----- Prezentowany fragment -----
Jeśli minęły cię te informacje, nie martw się: “New York Times” będzie miał kolejny przewodnik w przyszłym roku.

Ali, pisząc w NYT, chce, byśmy uwierzyli, że codziennie napotyka na przeszkody w potrzebie “świętowania mojego Eid al-Adha głośno i dumnie... jak Amerykanin”. Trudno zobaczyć, jak to możliwe, skoro każdy liczący się środek masowego przekazu dostarcza więcej informacji i sprawozdań z tego święta niż z jakiegokolwiek innego. Można by zrozumieć, gdyby działo się to raz na dziesięć lat, ale to dzieje się co roku.

“Guardian” w Wielkiej Brytanii jest nieco lepszy, dając nieco informacji o “mieście, którego wielu pielgrzymów hadż nie widzi”, daje spojrzenie od wewnątrz na bezprecedensowe zmiany miejskie w Mekce. Wspomina także „imigracyjną siłę roboczą”, te miliony niedopłaconych ludzi, wielu wykorzystywanych przez swoich pracodawców i trzymanych jako na wpół niewolników. Inny artykuł daje wgląd w Eid w Aleppo, gdzie jest ono „zaznaczone masakrami i nasilonymi bombardowaniami”.

Nie ma niczego złego w tym, by media informowały o dużych wydarzeniach religijnych. Jak często jednak duże gazety na Zachodzie wysyłają swoich korespondentów na pielgrzymki do Jerozolimy, Armitsaru, Watykanu lub Waranasi? Jak często gazety dostarczają najbardziej konserwatywnych i pobożnych wyjaśnień do wydarzeń religijnych ustami swoich dziennikarzy, piorąc religię do czysta i informując o niej jak o czymś, co ma zostać przekazane jako fakt? Ponieważ islam stał się częścią Zachodu, wplecioną w tkankę codziennego doświadczenia, jego święta i pobożność powinny być traktowane tak, jak inne religie, nie zaś ozdabiane co roku przez jakieś egzotyczne, „orientalistyczne” wprowadzenia. Czytelnikom należy się także od mediów odrobina uczciwości, w odróżnieniu od tuszowania rasizmu i sekciarstwa w Arabii Saudyjskiej, takiego jak poglądy anty-szyickie. Takich rzeczy nie wybiela się w Londynie ani Nowym Jorku, więc nie wybielajcie ich w Mekce. Media nie powinny także tuszować faktu, że w odróżnieniu od uczestnictwa w świętowaniu Wielkanocy w Watykanie, Deepawali w Warnasi, festiwalu szyitów w Anandpur lub Rosz Haszana w Jerozolimie, hadż jest zabroniony dla nie-muzułmanów.
----- Zapisane informacje -----
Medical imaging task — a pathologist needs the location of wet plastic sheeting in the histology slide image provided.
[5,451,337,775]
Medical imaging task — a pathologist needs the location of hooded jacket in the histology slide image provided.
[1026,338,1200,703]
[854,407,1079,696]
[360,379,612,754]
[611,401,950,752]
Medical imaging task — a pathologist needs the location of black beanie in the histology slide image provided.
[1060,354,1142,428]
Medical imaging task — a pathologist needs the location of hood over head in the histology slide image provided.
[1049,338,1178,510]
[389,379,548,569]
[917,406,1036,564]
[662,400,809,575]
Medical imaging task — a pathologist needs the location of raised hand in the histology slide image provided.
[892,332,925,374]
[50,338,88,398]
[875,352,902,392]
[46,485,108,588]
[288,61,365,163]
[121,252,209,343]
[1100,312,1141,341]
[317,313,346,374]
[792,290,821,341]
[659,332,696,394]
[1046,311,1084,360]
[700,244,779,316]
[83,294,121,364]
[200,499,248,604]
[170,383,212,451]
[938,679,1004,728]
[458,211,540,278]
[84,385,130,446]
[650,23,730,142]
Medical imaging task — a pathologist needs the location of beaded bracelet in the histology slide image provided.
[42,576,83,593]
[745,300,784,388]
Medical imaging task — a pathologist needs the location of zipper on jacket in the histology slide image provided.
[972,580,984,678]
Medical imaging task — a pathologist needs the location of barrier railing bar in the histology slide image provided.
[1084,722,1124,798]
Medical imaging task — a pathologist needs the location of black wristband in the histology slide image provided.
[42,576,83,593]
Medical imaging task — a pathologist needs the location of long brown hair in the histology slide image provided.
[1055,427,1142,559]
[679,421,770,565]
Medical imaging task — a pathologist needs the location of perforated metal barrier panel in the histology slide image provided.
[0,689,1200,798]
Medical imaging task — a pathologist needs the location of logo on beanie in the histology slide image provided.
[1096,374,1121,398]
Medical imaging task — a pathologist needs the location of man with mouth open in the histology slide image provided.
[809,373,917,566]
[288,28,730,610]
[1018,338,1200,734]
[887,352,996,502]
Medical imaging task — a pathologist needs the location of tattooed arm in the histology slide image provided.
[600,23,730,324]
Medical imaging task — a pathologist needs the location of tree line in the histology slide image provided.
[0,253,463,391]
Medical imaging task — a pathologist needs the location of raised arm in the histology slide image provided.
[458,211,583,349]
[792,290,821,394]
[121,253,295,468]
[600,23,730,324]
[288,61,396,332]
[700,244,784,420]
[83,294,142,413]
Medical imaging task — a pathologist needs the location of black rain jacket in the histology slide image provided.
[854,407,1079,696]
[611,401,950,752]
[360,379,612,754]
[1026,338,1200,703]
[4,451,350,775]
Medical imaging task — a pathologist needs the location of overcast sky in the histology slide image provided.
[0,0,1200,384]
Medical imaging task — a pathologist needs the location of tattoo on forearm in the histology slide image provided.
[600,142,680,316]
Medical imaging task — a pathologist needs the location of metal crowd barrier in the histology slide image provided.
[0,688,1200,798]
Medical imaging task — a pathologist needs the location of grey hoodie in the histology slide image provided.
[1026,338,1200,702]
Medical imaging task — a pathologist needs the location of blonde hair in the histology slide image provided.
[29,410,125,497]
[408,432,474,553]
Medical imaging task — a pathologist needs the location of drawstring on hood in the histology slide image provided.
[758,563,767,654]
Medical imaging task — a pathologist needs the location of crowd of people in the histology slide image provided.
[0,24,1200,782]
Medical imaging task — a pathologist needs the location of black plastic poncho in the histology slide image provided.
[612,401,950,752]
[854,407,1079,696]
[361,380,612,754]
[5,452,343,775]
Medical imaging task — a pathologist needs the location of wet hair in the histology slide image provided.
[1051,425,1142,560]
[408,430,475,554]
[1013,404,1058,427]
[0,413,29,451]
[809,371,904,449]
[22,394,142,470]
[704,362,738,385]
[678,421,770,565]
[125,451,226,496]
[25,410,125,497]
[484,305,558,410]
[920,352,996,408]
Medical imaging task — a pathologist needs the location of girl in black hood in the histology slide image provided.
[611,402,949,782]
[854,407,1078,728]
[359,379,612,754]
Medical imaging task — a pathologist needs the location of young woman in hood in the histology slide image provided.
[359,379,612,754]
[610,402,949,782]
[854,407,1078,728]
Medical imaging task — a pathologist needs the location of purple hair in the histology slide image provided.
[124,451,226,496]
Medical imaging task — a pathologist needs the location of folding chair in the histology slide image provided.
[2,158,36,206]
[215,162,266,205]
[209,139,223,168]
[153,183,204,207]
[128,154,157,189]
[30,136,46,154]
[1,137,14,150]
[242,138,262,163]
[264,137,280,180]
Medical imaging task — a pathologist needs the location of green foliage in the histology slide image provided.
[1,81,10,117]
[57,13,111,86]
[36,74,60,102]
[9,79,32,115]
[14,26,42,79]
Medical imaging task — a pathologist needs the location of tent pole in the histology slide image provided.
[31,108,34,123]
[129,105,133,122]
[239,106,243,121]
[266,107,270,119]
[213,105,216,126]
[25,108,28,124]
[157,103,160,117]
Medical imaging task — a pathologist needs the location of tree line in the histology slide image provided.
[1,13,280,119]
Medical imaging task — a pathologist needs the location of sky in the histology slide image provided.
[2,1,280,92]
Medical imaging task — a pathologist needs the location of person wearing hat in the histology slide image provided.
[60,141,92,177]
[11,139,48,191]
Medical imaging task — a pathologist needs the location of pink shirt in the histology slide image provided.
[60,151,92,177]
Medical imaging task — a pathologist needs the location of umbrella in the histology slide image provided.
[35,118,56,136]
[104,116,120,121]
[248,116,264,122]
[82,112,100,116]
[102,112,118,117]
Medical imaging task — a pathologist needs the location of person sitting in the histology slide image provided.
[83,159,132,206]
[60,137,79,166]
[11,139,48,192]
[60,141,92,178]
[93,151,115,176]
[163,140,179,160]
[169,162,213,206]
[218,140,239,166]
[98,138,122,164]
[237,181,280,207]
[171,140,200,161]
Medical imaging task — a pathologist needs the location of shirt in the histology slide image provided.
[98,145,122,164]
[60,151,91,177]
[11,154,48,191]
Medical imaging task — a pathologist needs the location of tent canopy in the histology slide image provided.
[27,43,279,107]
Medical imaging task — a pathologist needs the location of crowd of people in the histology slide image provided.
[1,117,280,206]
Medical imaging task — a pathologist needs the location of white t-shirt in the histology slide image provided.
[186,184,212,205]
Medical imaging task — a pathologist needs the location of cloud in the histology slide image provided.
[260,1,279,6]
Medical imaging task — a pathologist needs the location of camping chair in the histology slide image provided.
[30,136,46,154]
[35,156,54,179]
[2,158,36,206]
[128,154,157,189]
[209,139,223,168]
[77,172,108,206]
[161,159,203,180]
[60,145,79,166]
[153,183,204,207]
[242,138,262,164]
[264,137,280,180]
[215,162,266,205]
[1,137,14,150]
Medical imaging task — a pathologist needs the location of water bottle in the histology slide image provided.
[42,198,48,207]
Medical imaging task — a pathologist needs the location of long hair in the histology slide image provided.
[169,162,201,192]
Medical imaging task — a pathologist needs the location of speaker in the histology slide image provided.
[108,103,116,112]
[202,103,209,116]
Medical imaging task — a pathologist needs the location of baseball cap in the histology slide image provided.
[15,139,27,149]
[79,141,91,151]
-----
* **Polecenie**
Zamień „codziennie” na „każdego dnia” w tekście o relacjach medialnych ze święta Eid i przepisz go, zaczynając od słów „Jeśli minęły cię”, a kończąc na słowach „się co roku.” włącznie.

* **Odpowiedź pisemna**
Jeśli minęły cię te informacje, nie martw się: “New York Times” będzie miał kolejny przewodnik w przyszłym roku.

Ali, pisząc w NYT, chce, byśmy uwierzyli, że każdego dnia napotyka na przeszkody w potrzebie “świętowania mojego Eid al-Adha głośno i dumnie... jak Amerykanin”. Trudno zobaczyć, jak to możliwe, skoro każdy liczący się środek masowego przekazu dostarcza więcej informacji i sprawozdań z tego święta niż z jakiegokolwiek innego. Można by zrozumieć, gdyby działo się to raz na dziesięć lat, ale to dzieje się co roku.